* _What is asked_
Your task is to copy every record exactly.

* _Input_
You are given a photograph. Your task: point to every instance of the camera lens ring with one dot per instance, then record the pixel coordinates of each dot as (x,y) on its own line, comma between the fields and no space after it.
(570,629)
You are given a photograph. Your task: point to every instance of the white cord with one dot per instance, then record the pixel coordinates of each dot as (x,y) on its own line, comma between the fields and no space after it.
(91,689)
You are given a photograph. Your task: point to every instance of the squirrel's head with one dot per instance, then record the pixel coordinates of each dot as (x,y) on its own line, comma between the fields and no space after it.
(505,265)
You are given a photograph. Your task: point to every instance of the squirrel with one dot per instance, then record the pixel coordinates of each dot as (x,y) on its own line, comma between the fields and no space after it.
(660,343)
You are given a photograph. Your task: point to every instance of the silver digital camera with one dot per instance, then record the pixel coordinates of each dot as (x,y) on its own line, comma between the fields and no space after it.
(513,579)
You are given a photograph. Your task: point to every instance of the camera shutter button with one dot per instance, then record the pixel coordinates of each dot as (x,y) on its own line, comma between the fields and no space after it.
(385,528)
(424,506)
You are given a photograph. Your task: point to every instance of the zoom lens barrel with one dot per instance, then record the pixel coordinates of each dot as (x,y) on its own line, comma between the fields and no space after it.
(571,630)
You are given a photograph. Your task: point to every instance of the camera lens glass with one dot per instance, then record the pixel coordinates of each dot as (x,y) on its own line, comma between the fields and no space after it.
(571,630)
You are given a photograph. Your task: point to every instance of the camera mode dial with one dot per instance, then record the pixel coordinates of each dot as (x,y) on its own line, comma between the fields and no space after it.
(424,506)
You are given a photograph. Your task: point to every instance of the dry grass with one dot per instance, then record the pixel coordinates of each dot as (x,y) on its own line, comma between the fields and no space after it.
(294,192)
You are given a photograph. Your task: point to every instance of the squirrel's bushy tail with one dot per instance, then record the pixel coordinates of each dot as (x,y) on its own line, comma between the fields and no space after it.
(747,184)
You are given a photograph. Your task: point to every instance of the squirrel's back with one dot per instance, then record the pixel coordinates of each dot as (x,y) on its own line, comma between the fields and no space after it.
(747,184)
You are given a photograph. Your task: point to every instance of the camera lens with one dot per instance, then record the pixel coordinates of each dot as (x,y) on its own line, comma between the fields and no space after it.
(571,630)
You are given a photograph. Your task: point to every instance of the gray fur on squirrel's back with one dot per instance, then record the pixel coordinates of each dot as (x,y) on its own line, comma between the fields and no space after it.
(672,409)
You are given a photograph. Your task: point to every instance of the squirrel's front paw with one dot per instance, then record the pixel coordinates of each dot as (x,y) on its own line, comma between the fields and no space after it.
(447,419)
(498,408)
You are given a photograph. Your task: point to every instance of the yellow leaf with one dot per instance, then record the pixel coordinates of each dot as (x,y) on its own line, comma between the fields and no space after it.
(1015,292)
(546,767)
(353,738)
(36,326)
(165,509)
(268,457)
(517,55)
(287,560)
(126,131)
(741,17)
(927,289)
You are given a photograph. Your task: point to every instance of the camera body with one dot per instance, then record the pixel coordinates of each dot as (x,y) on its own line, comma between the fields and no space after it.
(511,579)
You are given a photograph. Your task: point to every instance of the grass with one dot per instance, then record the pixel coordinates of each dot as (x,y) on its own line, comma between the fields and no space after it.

* _The output_
You are given a photograph. Your task: point to every instance of the camera lens ring with one dot per instance, then record the pixel coordinates of each dot as (x,y) on its own line, comma between the fields and no space after it.
(570,629)
You are given a photograph. Your task: point to every instance of the white cord with one dot per instance, then record the pixel coordinates of each dot as (x,y) on its own line, comma between the fields and no space after it.
(91,689)
You are given a photograph. Your task: point to every instance of the squirrel's head with one dot per instance, then record the pixel coordinates of each dot as (x,y) on its own line, comma between the fields and no space after it.
(505,265)
You are given a photograph. Your task: point to every instance of the squirrel with one dot per instance, then record the pixel coordinates of each dot as (x,y) on its own line, comma between the fields and no space after it.
(660,343)
You are given a photograph. Your task: point to every instance of the silver digital camera with one dot per instance, then record the pixel coordinates of each dot as (x,y) on its own line, comma between the fields and no space after it.
(513,579)
You are given a photograph. Your task: point to every instance of the camera shutter button with one dot per instance, then record the pixel coordinates of each dot as (x,y) on its own line, comma between the fields and no space after it.
(385,528)
(424,506)
You are given a photograph. Your task: point to every instance of the zoom lens barrel with one dot per instance, then record the pixel coordinates of each dot as (x,y) on its own line, comma between the fields and no space after it.
(571,630)
You are given a photograph. Your task: point to every instance of the camera lens glass with one dot per instance, then record the pixel coordinates of each dot as (x,y) on its own line, comma between the fields and no space after it.
(571,630)
You are given a photograph. Your task: point to every instance of the camera mode dial with one dot per instance, then record the pixel coordinates of each dot as (x,y) on its own line, comma between the fields and no space after it.
(424,506)
You are given a photograph. Your task: point to every instance of the dry grass with one dot per instance, then record the pixel coordinates of each dot as (x,y) on its own line, comma between the fields and no space after it.
(294,192)
You are given a photograph. Your task: point to every instance of the squirrel's bushy tail with one dot per instance, then record the pixel coordinates of each dot as (x,y) on its own line, comma between the fields and no space after it.
(747,184)
You are given a photograph. Your task: point to every instance of the squirrel's back with one dot per instance, then record the pixel coordinates of each dot as (x,y) on its own line, comma between the fields and no space after it.
(747,184)
You are given a photograph. Your task: point to every instance of the camera lens with one dot per instance, then record the pixel coordinates of each dot as (x,y) on its own line, comma between the fields and no space after it.
(571,630)
You are given a photograph. Your task: point to every instance of the gray fur on squirrel's back with one dot per instance, then record the pixel coordinates of each dot as (x,y) on its own line, comma between the fields and no space after it.
(672,409)
You are given a photograph. Your task: point to every instance of the squirrel's front paw with one dot per instance, then record the pixel coordinates of each dot as (x,y) on its own line, comma between the fields and no space after it.
(447,419)
(498,408)
You are given a photograph. Your task: point to every instance of the yellow leaf with one dot per instance, then record the pixel coordinates of each dot as (x,y) on its own line, comma between the fields and no space after it.
(1015,292)
(546,767)
(353,738)
(36,326)
(165,509)
(268,457)
(517,55)
(287,560)
(126,131)
(741,17)
(927,289)
You are given a photograph. Your task: point to every instance of the camera body with one dot per instance, then record the pixel coordinates of each dot as (x,y) on its own line, comma between the fields and no space after it.
(511,579)
You are given a photograph. Your task: point to every instance of the grass with one dot per instance, then record the pixel coordinates of each dot as (x,y) on its own line, comma between the fields and no space after it.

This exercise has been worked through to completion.